**Work instructions**
Reproduce every line of the data below, keeping each character unchanged.

>> Start Rows

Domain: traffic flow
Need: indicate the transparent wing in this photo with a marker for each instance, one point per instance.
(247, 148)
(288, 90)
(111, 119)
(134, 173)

>> End Rows

**Final answer**
Domain: traffic flow
Need: indicate the transparent wing in this photo with a marker for each instance, one point per instance.
(247, 148)
(288, 90)
(111, 119)
(134, 173)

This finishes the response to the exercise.